>> Begin Supplied passage

This article first appeared in IEEE IT Professional magazine. IEEE IT Professionaloffers solid, peer-reviewed information about today's strategic technology issues. To meet the challenges of running reliable, flexible enterprises, IT managers and technical leads rely on IT Pro for state-of-the-art solutions.
Big data is sweeping through many areas of industry and government. In basic terms, big data refers to datasets that are large in volume, diverse in data sources and types, and created quickly, resulting in greater challenges in harvesting, managing, and processing them via traditional systems and capabilities. 1 Since the term’s recent inception, businesses, government entities, and research institutions (such as universities) have joined the wave of optimism about big data’s potential benefits, 2,3 although some have sounded cautionary notes. 4,5 Big data’s impact looks so significant that the topic has already drawn unprecedented attention from IT and business professionals, management executives, scientists, and policymakers.
Although the discussion of “the promise and peril of big data” 6 will continue, what seems increasingly clear is that big data has moved past the initial conception of datasets and is becoming a strategic imperative in many businesses and governments. Big data’s application areas go beyond “business intelligence” from corporate structured databases and now include intelligence extraction and the creation of actionable knowledge from unstructured databases, social media platforms, intelligent sensors, and digital devices for innovation in services and products. Recent forecasts and estimates of big data markets indicate promising growth in the future.7
In this context, I present a service-oriented and evolutionary picture of big data in which we can view it more appropriately as the latest example of disruptive IT-enabled services (IESs) rather than as datasets. Big data services, as data-focused IESs, emerge from combining diverse resources (such as processing technologies, advanced algorithms, and analytical talents) from an ecosystem of technologies, market needs, social actors, and other institutional contexts. The research I present draws on more than 260,000 big-data-related tweets collected in two phases (March 2013 and June 2014) and processed via natural language processing techniques. I present this data using network visualization.
Big Data as IT-Enabled Services
Services, rather than products, are increasingly viewed as the main driver in business and economic growth. 8 Ever more services are available in industries such as healthcare, finance, education, and marketing. Even manufacturing companies are transforming their businesses to be service-oriented. 9 IT has been a powerful enabler behind these transformations and innovations. For example, the benefits of customer relationship management (CRM), a popular service for customer acquisition and retention, can’t be fully realized without IT. Similarly, contemporary services such as e-healthcare, electronic financial services, and e-logistics aren’t possible without IT’s enabling role.

>> End Supplied passage
>> Begin Material provided

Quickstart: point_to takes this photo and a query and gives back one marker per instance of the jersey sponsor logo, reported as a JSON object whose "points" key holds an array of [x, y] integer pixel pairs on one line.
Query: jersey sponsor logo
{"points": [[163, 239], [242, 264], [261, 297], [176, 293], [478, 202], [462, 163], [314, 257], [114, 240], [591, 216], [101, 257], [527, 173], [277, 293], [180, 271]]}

>> End Material provided

- Tasks to perform
a – Reproduce word for word the part of the big data article starting with "Big Data as" and going on through "IT’s enabling role.".
b – Condense the paragraph of the big data article that begins "Services, rather than products" into a short bulleted list of its main points.

- Results
a –
Big Data as IT-Enabled Services
Services, rather than products, are increasingly viewed as the main driver in business and economic growth. 8 Ever more services are available in industries such as healthcare, finance, education, and marketing. Even manufacturing companies are transforming their businesses to be service-oriented. 9 IT has been a powerful enabler behind these transformations and innovations. For example, the benefits of customer relationship management (CRM), a popular service for customer acquisition and retention, can’t be fully realized without IT. Similarly, contemporary services such as e-healthcare, electronic financial services, and e-logistics aren’t possible without IT’s enabling role.

b –
- Services, more than products, are increasingly seen as the main driver of business and economic growth.
- Services are expanding in industries such as healthcare, finance, education, and marketing.
- Even manufacturing companies are becoming service-oriented.
- IT is a powerful enabler of these transformations and innovations.
- The full benefits of customer relationship management (CRM), a popular service for acquiring and retaining customers, depend on IT.
- Services such as e-healthcare, electronic financial services, and e-logistics would not be possible without IT.